## Supplied passage

In Close Proximity—Part One
excerpts from Side Effect
A Journal of Zen Life with Philip Whalen
by Tensho David Schneider
Tensho David Schneider’s journal, Side Effect came about from the idea that the sayings and doings of Philip Whalen—Zenshin Ryufu —would be of interest to others. The journal takes place over a period of 18 months, towards the end of Whalen’s 12 years living in Zen Center housing, a period he called his “life of elegant retirement.” These months, directly before the scandal of 1983 tore it apart, was a sort of golden age for the San Francisco Zen Center. David Schneider was 29 years old and had been living at Zen Center for nearly a decade when he began this journal. He arrived in 1972, about a month after Philip Whalen took up residence there. The Zen Center was held in high regard in the spiritual imagination, if not the actual spiritual life, of many so inclined Northern California residents as a place where one could practice intensively, study, live in the city or the monastery, and find work in Zen Center associated enterprises, or on the farm. Many interesting and creative and intelligent people passed through its doors, including the great teachers from every Buddhist lineage. It was a real scene, and Philip Whalen—Zenshin Ryufu—was central to it all.
—6 March 81—
A very lovely day. To prolong the conversation I was having with Philip in the sun and light wind, I said, “I think this must be one of the greatest American novels,” pulling A Farewell to Arms out of my book-bag and holding it up for him.
“Wha..what do you have there dear boy ? Oh. Oh, well, you have to read all the really SERIOUS American arthers before you can say that.”
“Like who?”
“Oh, you know, really SERIOUS types like Hawthorne, Melville, Henry James….”
Philip rarely gives a clear opinion of any author, short of total admiration for him—or her, more usually: Jane Austen, Emily Dickinson, Murasaki Shikibu, Shakespeare, Ben Jonson. Even if he makes a pronouncement about someone’s work, or some part of it, it’s very likely that next time you talk to him about it, he’ll widen the context of that work or that author so as to throw an entirely different light on it/him/her.

## Prompt 1
In the journal excerpt, what did Whalen call his final period of living in Zen Center housing?
## Prompt 2
Give the lines of all the records below as a Markdown table with the columns Row and Line, skipping blank lines and leaving out the pictures.

## Information shown

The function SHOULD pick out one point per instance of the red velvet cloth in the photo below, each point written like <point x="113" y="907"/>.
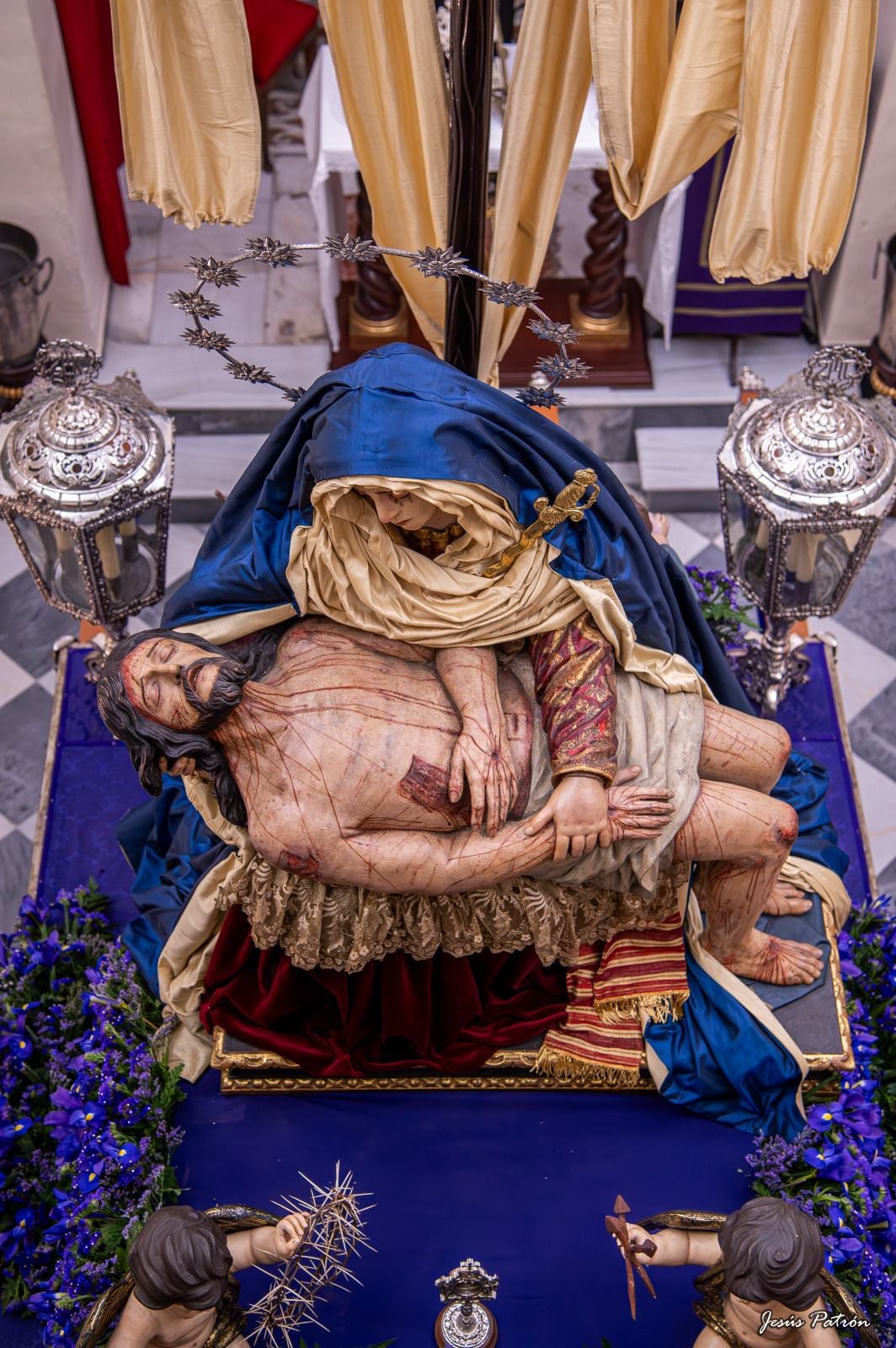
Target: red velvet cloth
<point x="87" y="31"/>
<point x="397" y="1015"/>
<point x="276" y="27"/>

## Written solution 1
He called it his "life of elegant retirement."

## Written solution 2
| Row | Line |
|---|---|
| 1 | The function SHOULD pick out one point per instance of the red velvet cloth in the photo below, each point written like <point x="113" y="907"/>. |
| 2 | Target: red velvet cloth |
| 3 | <point x="87" y="31"/> |
| 4 | <point x="397" y="1015"/> |
| 5 | <point x="276" y="27"/> |